§ **EXERCISE AIM**:
Please give an exact copy of every line from the one holding "The automated pipeline tagged wooden chair" through the final line of the records below.

§ **EXTRACTED MATERIAL**:
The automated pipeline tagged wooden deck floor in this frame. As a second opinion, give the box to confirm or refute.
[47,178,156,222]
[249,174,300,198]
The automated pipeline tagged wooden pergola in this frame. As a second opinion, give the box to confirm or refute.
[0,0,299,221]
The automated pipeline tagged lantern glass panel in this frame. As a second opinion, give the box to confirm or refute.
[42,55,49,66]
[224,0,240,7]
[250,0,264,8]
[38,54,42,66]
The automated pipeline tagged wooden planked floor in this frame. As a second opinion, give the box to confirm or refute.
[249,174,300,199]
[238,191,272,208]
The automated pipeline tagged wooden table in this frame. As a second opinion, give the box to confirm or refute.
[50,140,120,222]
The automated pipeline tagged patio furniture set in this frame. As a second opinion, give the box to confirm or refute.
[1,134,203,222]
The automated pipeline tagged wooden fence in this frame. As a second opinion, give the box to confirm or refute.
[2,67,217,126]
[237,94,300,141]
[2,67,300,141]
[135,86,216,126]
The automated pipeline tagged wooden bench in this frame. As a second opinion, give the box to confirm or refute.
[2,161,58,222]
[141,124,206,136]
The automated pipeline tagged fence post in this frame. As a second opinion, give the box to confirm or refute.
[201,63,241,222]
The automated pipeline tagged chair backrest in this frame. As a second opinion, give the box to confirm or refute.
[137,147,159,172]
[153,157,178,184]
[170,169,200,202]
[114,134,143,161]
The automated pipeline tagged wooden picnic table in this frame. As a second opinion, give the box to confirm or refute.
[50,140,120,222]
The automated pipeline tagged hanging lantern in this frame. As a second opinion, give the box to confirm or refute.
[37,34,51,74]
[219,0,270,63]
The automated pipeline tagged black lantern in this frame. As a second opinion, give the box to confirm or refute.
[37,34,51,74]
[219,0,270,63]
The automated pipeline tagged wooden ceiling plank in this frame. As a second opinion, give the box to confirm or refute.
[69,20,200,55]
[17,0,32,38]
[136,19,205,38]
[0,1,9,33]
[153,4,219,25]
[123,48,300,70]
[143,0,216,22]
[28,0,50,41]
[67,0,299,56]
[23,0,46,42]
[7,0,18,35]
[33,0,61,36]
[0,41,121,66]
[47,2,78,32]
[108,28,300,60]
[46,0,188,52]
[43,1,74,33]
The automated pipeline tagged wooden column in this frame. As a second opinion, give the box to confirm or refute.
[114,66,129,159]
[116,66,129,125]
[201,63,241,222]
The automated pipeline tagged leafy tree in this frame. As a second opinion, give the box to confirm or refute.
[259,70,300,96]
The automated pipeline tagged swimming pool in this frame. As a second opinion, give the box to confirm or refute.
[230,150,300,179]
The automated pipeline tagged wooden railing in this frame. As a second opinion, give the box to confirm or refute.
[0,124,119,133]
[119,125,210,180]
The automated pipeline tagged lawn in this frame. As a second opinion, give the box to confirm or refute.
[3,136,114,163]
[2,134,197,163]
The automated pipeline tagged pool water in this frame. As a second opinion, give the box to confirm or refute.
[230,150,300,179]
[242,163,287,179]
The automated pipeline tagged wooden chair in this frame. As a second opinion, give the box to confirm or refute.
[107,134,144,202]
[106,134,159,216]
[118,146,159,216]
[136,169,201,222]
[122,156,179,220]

§ **EXERCISE SOLUTION**:
The automated pipeline tagged wooden chair in this frame. As a second opinion, give the box to confirm or refute.
[107,134,144,202]
[106,134,159,216]
[118,146,159,216]
[136,169,201,222]
[122,156,179,220]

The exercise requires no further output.